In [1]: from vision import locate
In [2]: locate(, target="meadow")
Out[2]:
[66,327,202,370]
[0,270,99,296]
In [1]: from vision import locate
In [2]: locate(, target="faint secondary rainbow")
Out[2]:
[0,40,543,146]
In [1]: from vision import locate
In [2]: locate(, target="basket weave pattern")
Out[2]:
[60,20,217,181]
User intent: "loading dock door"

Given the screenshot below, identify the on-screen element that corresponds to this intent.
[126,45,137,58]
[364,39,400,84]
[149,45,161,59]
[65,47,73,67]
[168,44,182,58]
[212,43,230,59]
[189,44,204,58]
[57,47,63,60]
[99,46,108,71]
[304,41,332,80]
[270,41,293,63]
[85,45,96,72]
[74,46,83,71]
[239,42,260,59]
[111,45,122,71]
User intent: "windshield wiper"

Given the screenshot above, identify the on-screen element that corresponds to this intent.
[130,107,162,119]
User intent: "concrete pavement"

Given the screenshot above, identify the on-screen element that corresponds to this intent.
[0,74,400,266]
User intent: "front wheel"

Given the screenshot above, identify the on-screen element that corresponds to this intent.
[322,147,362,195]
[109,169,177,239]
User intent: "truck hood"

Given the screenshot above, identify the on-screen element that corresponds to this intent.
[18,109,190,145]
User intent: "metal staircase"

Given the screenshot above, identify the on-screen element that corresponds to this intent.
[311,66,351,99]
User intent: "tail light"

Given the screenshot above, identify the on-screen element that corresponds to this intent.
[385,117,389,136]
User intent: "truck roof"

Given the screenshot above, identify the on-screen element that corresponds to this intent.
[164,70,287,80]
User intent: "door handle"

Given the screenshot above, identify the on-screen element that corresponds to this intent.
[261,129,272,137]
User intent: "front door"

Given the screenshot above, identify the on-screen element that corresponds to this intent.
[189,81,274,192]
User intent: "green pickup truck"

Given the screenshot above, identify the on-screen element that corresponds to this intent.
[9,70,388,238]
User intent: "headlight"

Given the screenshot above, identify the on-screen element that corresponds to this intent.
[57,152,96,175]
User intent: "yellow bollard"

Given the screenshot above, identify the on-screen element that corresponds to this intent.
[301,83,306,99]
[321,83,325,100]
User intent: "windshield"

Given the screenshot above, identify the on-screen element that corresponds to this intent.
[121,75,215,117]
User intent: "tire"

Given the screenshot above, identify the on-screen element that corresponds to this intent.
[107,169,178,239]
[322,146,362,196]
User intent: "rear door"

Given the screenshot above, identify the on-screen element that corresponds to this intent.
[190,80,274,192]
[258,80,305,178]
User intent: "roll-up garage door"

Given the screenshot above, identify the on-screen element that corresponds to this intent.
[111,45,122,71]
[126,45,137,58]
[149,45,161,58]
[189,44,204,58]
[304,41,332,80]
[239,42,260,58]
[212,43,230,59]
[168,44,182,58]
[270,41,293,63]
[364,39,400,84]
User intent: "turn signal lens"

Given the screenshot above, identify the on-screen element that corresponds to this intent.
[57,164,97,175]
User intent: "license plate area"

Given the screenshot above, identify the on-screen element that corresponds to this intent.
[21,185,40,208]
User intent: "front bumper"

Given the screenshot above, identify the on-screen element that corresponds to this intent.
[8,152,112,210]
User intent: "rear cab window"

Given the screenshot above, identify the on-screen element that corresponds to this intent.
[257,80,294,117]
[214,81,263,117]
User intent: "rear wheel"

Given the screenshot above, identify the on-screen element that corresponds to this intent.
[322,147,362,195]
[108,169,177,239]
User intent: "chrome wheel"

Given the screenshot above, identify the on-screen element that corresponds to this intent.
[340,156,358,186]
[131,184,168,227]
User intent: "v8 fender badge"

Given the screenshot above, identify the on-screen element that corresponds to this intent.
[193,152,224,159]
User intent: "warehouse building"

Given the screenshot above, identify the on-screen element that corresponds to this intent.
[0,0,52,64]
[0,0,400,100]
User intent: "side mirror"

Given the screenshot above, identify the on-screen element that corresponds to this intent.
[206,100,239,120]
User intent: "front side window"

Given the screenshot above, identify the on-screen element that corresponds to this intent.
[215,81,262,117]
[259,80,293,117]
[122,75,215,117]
**********
— WHAT YOU WILL DO —
Output the records verbatim, from the first line to the last.

— EXERCISE RESPONSE —
In [1]: from vision import locate
In [2]: locate(, target="meadow")
Out[2]:
[66,327,202,370]
[0,270,99,296]
In [1]: from vision import locate
In [2]: locate(, target="faint secondary rainbow")
Out[2]:
[0,40,543,146]
In [1]: from vision import locate
In [2]: locate(, target="basket weave pattern")
Out[2]:
[60,20,217,181]
User intent: "loading dock door"

Given the screenshot below, identify the on-screen element that corresponds to this intent.
[126,45,137,58]
[364,39,400,84]
[149,45,161,59]
[65,47,73,67]
[168,44,182,58]
[212,43,230,59]
[189,44,204,58]
[57,47,63,60]
[99,46,108,71]
[304,41,332,80]
[270,41,293,63]
[85,45,96,72]
[74,46,83,71]
[239,42,260,59]
[111,45,122,71]
User intent: "windshield wiper"

Given the screenshot above, identify the on-screen element that corresponds to this intent.
[130,107,162,119]
User intent: "concrete pavement"

Given the screenshot above, identify the on-screen element that corresponds to this intent.
[0,74,400,266]
User intent: "front wheel"

Given the screenshot above, identify the on-screen element that corresponds to this intent.
[322,147,362,195]
[109,169,177,239]
User intent: "truck hood"

Given the screenshot above, identify the on-screen element that corresponds to this intent.
[18,109,190,145]
User intent: "metal staircase"

Given the screenshot above, identify the on-screen element that corresponds to this intent.
[311,66,351,99]
User intent: "tail light"

Given the screenshot above, identify the on-screen element that corresponds to this intent.
[385,117,389,136]
User intent: "truck roof"

Given the screenshot above, identify the on-screen element that corresponds to this intent.
[164,70,287,80]
User intent: "door handle"

Given the screenshot above, identify the on-screen element that corresponds to this intent.
[261,129,272,137]
User intent: "front door"

Given the screenshot above, identify the on-screen element that corresponds to this intent.
[189,81,274,192]
User intent: "green pickup truck"

Given the screenshot above, identify the on-screen element that corresponds to this intent.
[9,70,388,238]
User intent: "headlight"

Given the screenshot above, identify the on-screen element that corresponds to this intent.
[57,152,96,175]
User intent: "yellow bollard"

Given the screenshot above, identify the on-screen element that corresponds to this intent.
[301,83,306,99]
[321,83,325,100]
User intent: "windshield"

Given the screenshot above, identify the on-screen element that corresponds to this intent.
[121,75,215,117]
User intent: "tire"

Given the screenshot above, identify the on-screen element that corresponds to this intent.
[107,169,178,239]
[322,146,362,196]
User intent: "rear door"

Given the screenshot above, identify the on-screen element that corresponds to this intent.
[190,80,274,192]
[258,80,305,178]
User intent: "roll-up garage door"

Given the screenshot above, identify the on-screen element that corresponds to this intent.
[111,45,122,71]
[126,45,137,58]
[149,45,161,58]
[189,44,204,58]
[304,41,332,80]
[239,42,260,58]
[212,43,230,59]
[168,44,182,58]
[270,41,293,63]
[364,39,400,84]
User intent: "turn signal lens"

Given the screenshot above, identify the on-screen element that corresponds to this intent.
[57,164,97,175]
User intent: "license plate area"

Given the screenshot above, identify the on-screen element that corresponds to this intent.
[21,185,40,208]
User intent: "front bumper"

Given the screenshot above, identify the on-screen element that corresponds to this intent.
[8,152,112,210]
User intent: "rear cab window"

Given the screenshot above, identify the on-screen element that corresponds to this intent.
[257,80,294,117]
[214,81,263,117]
User intent: "rear wheel"

Given the screenshot above, identify the on-screen element that corresponds to this intent.
[322,147,362,195]
[108,169,177,239]
User intent: "chrome wheel"

Given the screenshot above, identify the on-screen element that corresponds to this intent.
[340,156,358,186]
[131,184,168,227]
User intent: "v8 fender badge"

Given the screenshot above, identify the on-screen element that corresponds to this intent.
[193,152,224,159]
User intent: "warehouse building"

Given the screenshot above, identify the on-screen element that corresponds to this intent.
[0,0,52,64]
[0,0,400,100]
User intent: "side mirror"

Given the screenshot above, identify the on-screen element that corresponds to this intent.
[206,100,239,120]
User intent: "front side window"

Given the screenshot above, identify the on-screen element that corresponds to this intent.
[215,81,262,117]
[259,80,293,117]
[122,75,215,117]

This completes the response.